*** Opening of ENTRIES SHOWN ***

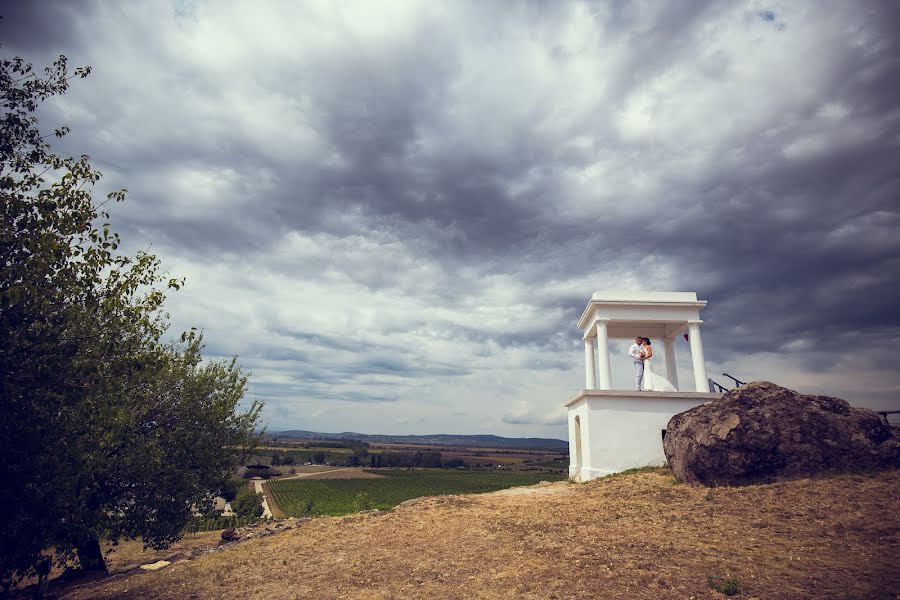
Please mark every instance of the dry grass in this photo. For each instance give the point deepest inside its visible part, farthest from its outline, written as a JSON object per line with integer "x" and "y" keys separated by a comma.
{"x": 634, "y": 536}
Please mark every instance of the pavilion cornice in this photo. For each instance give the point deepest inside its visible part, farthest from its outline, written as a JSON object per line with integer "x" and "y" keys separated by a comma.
{"x": 586, "y": 319}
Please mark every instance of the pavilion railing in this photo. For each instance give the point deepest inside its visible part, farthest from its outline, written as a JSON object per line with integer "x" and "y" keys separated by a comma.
{"x": 715, "y": 386}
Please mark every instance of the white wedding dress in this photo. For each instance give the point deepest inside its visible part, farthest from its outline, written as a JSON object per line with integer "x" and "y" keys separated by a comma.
{"x": 653, "y": 382}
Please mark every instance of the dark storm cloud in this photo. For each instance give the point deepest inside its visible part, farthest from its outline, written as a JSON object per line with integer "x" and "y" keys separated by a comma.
{"x": 469, "y": 174}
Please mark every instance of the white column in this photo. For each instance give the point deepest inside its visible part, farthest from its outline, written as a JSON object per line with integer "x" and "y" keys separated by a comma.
{"x": 700, "y": 379}
{"x": 589, "y": 375}
{"x": 671, "y": 371}
{"x": 603, "y": 351}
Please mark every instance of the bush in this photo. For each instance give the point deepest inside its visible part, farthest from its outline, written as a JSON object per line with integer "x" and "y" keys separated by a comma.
{"x": 729, "y": 587}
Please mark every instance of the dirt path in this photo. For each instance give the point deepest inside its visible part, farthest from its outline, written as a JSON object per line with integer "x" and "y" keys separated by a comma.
{"x": 635, "y": 536}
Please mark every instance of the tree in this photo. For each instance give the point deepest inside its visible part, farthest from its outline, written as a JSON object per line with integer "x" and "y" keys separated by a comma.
{"x": 107, "y": 430}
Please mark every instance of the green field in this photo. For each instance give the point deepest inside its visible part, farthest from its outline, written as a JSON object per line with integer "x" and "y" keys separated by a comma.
{"x": 341, "y": 496}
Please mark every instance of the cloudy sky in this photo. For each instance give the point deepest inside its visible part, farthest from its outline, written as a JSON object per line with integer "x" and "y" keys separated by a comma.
{"x": 394, "y": 213}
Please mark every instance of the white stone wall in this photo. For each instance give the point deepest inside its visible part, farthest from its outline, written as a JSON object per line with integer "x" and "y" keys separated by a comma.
{"x": 622, "y": 430}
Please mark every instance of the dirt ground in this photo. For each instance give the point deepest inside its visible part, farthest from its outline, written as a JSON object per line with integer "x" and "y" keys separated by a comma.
{"x": 629, "y": 536}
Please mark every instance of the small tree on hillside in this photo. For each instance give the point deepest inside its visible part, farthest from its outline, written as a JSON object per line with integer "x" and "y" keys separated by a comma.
{"x": 106, "y": 430}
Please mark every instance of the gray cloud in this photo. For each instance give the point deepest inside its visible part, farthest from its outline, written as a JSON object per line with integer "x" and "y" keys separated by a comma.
{"x": 409, "y": 204}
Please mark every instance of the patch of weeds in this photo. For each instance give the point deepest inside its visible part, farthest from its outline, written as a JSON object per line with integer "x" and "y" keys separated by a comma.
{"x": 729, "y": 587}
{"x": 362, "y": 501}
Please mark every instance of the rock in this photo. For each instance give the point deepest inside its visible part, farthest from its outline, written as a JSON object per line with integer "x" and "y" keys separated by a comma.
{"x": 762, "y": 432}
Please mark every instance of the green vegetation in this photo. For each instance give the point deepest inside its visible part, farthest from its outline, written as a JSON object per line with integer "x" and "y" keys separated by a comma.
{"x": 109, "y": 427}
{"x": 247, "y": 504}
{"x": 729, "y": 587}
{"x": 216, "y": 522}
{"x": 298, "y": 497}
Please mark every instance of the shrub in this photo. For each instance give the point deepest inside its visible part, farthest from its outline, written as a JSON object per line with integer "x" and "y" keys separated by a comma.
{"x": 729, "y": 587}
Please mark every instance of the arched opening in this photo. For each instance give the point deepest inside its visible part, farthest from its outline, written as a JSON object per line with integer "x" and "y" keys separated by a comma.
{"x": 578, "y": 446}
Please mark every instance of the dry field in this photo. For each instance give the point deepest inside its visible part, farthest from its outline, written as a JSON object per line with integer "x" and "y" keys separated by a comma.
{"x": 630, "y": 536}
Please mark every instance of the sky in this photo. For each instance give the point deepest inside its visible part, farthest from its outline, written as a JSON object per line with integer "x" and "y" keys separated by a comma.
{"x": 394, "y": 213}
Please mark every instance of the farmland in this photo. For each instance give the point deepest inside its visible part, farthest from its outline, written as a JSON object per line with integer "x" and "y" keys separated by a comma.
{"x": 301, "y": 497}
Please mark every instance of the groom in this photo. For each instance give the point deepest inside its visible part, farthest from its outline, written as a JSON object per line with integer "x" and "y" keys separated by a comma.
{"x": 637, "y": 352}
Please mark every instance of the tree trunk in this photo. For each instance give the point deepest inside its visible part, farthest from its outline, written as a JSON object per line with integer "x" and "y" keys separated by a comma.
{"x": 91, "y": 557}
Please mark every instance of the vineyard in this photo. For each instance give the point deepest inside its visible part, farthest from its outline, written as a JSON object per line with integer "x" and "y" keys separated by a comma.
{"x": 302, "y": 497}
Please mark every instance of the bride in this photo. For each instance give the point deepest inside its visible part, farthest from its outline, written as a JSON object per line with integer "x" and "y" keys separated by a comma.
{"x": 653, "y": 382}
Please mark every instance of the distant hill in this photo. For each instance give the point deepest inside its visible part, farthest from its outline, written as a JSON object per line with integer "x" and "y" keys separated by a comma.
{"x": 440, "y": 439}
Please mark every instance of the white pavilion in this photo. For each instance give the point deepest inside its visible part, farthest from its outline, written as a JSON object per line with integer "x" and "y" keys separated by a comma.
{"x": 614, "y": 430}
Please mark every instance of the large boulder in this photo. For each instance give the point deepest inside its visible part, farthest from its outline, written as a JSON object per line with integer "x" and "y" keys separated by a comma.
{"x": 762, "y": 432}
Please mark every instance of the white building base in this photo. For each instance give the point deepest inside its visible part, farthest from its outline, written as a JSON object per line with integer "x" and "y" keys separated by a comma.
{"x": 612, "y": 431}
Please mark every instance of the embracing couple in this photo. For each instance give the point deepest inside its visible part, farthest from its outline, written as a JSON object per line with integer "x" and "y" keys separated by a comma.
{"x": 644, "y": 377}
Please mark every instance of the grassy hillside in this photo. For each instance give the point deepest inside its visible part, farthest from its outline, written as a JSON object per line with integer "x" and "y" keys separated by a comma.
{"x": 342, "y": 496}
{"x": 632, "y": 536}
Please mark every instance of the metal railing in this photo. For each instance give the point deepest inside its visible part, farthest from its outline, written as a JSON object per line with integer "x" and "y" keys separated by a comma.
{"x": 716, "y": 387}
{"x": 737, "y": 381}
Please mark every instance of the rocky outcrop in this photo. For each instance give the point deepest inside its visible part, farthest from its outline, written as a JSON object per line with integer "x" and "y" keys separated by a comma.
{"x": 762, "y": 432}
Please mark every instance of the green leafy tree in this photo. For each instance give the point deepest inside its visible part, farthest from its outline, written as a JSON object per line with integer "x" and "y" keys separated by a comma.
{"x": 107, "y": 430}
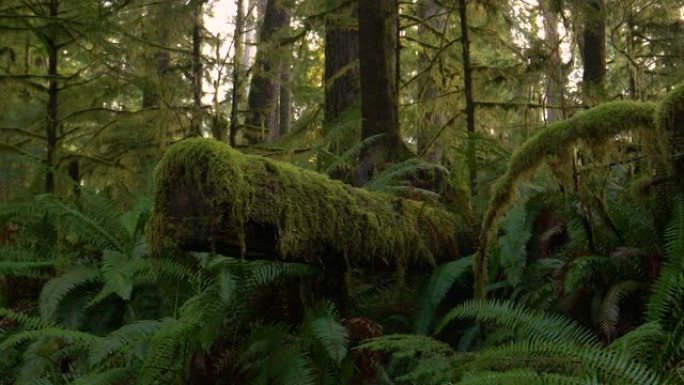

*** Close of ENTRIES SHOWN ***

With no pictures included, write out the entries exactly.

Please mark every instance of the dry grass in this photo. For each instance give the point deepest inside its visible part, farthest from its outline, written as a JSON object per line with integer "x" and "y" keys separated by a comma.
{"x": 634, "y": 536}
Please mark every instance of the pavilion cornice in this photo. For each instance give the point deepest inside its visible part, farthest from its outline, written as a JSON object per line with integer "x" and "y" keys separated by a comma.
{"x": 586, "y": 319}
Please mark every instance of the pavilion railing in this photo. For each instance give the point deepest inside its visible part, farthest from its outline, written as a JSON object per line with integer "x" and "y" keys separated by a comma.
{"x": 715, "y": 386}
Please mark every instance of the white wedding dress in this photo. For each instance give the point deepest inside its visible part, farthest from its outline, written as a JSON object per line with integer "x" and "y" keys separated by a comma.
{"x": 653, "y": 382}
Please mark every instance of the dark storm cloud in this photo. For each instance give the point deepest inside its visible part, farthest from its outline, written as a JSON object per line with integer "x" and "y" keys separated by a comma.
{"x": 469, "y": 174}
Please mark every instance of the white column in this photo. For each instance give the point deepest inside its visible part, farthest from its outline, written as a JSON object per line with integer "x" and "y" keys separated by a comma.
{"x": 700, "y": 379}
{"x": 589, "y": 375}
{"x": 671, "y": 371}
{"x": 603, "y": 351}
Please mark every instance of the bush in this photo. For each instance give the point deepest inside its visible part, farthest from its outline, written as a JSON object per line with integer "x" and "y" keys separated by a comma.
{"x": 729, "y": 587}
Please mark every instance of the dirt path in this photo. For each instance give the point deepest inside its visible part, farthest from its outline, written as a JSON object per line with integer "x" and "y" keys separated by a comma.
{"x": 635, "y": 536}
Please mark every instance of the tree in this photo. For each instance give the point deepest inside its visible part, farthest from its outline, written as a JSON object per line with integer "x" and "y" keys separated by a comma.
{"x": 107, "y": 430}
Please mark every instance of the green field in this photo. For each instance give the point deepest inside its visible part, farthest from its outline, written as a JSON object per line with integer "x" and "y" keys separated by a comma.
{"x": 341, "y": 496}
Please mark every instance of the cloudy sky in this photo. For each instance give the point deepest inside its visible part, farthest from its outline, written as a JSON object per line with integer "x" and "y" keys separated by a comma.
{"x": 394, "y": 213}
Please mark every instance of the white stone wall in this photo. For each instance give the point deepest inside its visible part, farthest from its outline, written as a JSON object per line with integer "x" and "y" keys separated by a comma.
{"x": 622, "y": 430}
Please mark every instance of the dirt ground in this photo. For each instance give the point deepest inside its visible part, farthest from its outline, written as a JSON object per line with integer "x" and "y" keys separated by a comma.
{"x": 629, "y": 536}
Please mark every instance of the small tree on hillside in this photo. For each instance give the point deepest inside its visible part, farthest from its outline, written as a JSON object per line with integer "x" and "y" keys separated by a comma.
{"x": 106, "y": 430}
Please mark every instance of the gray cloud in this photo. For each instance give the point deepest inside its visible part, farthest from its outline, written as a JSON object per line with integer "x" and "y" keys separated by a comma.
{"x": 409, "y": 204}
Please mark every instance of the patch of weeds in this photo. For each instance give the point deepest inside its visible part, farthest from its outline, written as a JSON object per line with integer "x" and "y" keys separated by a comma.
{"x": 729, "y": 587}
{"x": 362, "y": 501}
Please mark every instance of the rock in this photo. For each instance give the point deepest inside its visible part, farthest from its outline, written as a JSON object per line with integer "x" and "y" keys separated by a comma.
{"x": 762, "y": 432}
Please mark every instance of the green vegetation in this photo. For each instance give the point deepest inside its visible part, farthest from its outline, written as a JSON object per line with integer "x" and "y" keys separated by a comma.
{"x": 109, "y": 427}
{"x": 247, "y": 504}
{"x": 729, "y": 587}
{"x": 216, "y": 522}
{"x": 298, "y": 497}
Please mark every instance of the shrub in this photo. For each instance give the point deepest inside its visible part, farthest from its outline, written as a JSON object per line with integer "x" and "y" keys separated by a comma.
{"x": 729, "y": 587}
Please mark every instance of the arched opening in this photo. For each instance give the point deepest inside its visible part, farthest from its outline, written as a JSON object per line with integer "x" and "y" keys separated by a comma.
{"x": 578, "y": 446}
Please mark every instance of the dry field in this photo. For each instance give the point deepest inside its visible part, farthest from its outline, written as a JSON object per line with integer "x" and "y" keys separated by a comma.
{"x": 630, "y": 536}
Please mark every instance of the sky in this photo. For each instance give the point deepest inside its visible part, farthest from its outline, written as a JSON object per line with integer "x" and "y" keys separated by a comma.
{"x": 394, "y": 213}
Please mark every instance of the farmland in this photo. For each instance give the point deepest inside its visible part, farthest from its outline, written as a JSON object per line with integer "x" and "y" keys separated by a comma.
{"x": 301, "y": 497}
Please mark every instance of the groom in this photo. For each instance give the point deepest inside its visible part, farthest from its outline, written as a JSON object per line with integer "x" and "y" keys separated by a comma.
{"x": 637, "y": 352}
Please mark every instance of the tree trunk in this photo. For each instance give the point deepest inside its visible part, farthest from its outline, written as a JSON object per line with integer "x" and "y" keys separated by a comma.
{"x": 91, "y": 557}
Please mark every instance of the vineyard in this photo. For each instance give the point deepest inside its visible part, farthest from its outline, written as a JSON object per line with integer "x" and "y" keys separated by a comma.
{"x": 302, "y": 497}
Please mark every instance of the bride in this photo. For each instance give the point deepest inside its visible part, farthest from its outline, written as a JSON object per line with integer "x" and "y" keys separated by a comma.
{"x": 653, "y": 382}
Please mark every instance of the distant hill in this photo. For each instance give the point deepest inside its visible part, farthest from its outline, written as a JSON object per line with integer "x" and "y" keys separated by a comma.
{"x": 440, "y": 439}
Please mark every instance of the white pavilion in this photo. For each instance give the point deepest inside its visible part, farthest from its outline, written as a JSON object per line with integer "x" and "y" keys separated by a comma.
{"x": 614, "y": 430}
Please mark every instance of the large boulder in this photo. For each instance give the point deepest inside its visible part, farthest from its outline, written as a JSON object per line with integer "x" and "y" keys separated by a comma.
{"x": 762, "y": 432}
Please mark every instance of the white building base in this photo. For each instance give the point deepest inside its visible part, farthest from its outline, written as a JSON object per line with integer "x" and "y" keys separated by a comma.
{"x": 612, "y": 431}
Please mark every instance of the embracing couple in this photo. For each instance give the point deepest inside its visible part, farthest from its outline, written as a JSON object per line with integer "x" and "y" keys separated by a comma.
{"x": 644, "y": 377}
Please mark every instance of the grassy hillside in this photo. For each instance give the point deepest inside its visible part, farthest from its outline, written as a JSON object per line with integer "x" and "y" keys separated by a comma.
{"x": 342, "y": 496}
{"x": 632, "y": 536}
Please mark every instance of the metal railing in this photo. For each instance give the point deepest inside its visible part, farthest from its outline, written as a JSON object per line with integer "x" and "y" keys separated by a comma.
{"x": 716, "y": 387}
{"x": 737, "y": 381}
Please mark every instance of the rocky outcrop in this photo. For each instance give the point deepest inside its visible part, farthest from its outline, written as a JSON object per line with integer "x" and "y" keys separated by a comma.
{"x": 762, "y": 432}
Please mark every instance of the green leafy tree in this photo. For each instance give the point deepest inside its visible part, farthest from its outline, written as a JSON object per line with integer "x" and "y" keys separated by a comma.
{"x": 107, "y": 430}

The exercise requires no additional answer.